» EXERCISE REQUIREMENTS: A faithful copy of the whole listing is required.

» AVAILABLE DATA:
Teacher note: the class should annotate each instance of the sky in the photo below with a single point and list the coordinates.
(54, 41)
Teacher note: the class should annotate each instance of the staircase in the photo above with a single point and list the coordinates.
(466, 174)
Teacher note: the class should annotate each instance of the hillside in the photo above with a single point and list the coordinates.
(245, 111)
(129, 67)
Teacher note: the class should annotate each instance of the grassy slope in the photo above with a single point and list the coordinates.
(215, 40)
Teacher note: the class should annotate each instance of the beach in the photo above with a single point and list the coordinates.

» FINISHED EXERCISE:
Teacher note: the class should annotate each instance of the sky in the photo below with a single point and list the coordinates.
(54, 41)
Teacher note: the class should annotate each instance of the staircase in the photo above with a single point and list the coordinates.
(466, 174)
Teacher note: the class should annotate each instance of the hillside in the photo above with a single point and list the coordinates.
(245, 111)
(129, 67)
Teacher note: the class should annotate each instance of the grassy slope in the photo above with a single point and list the coordinates.
(215, 40)
Teacher note: the class should annotate each instance of the beach in the photo above with a single point and list the coordinates.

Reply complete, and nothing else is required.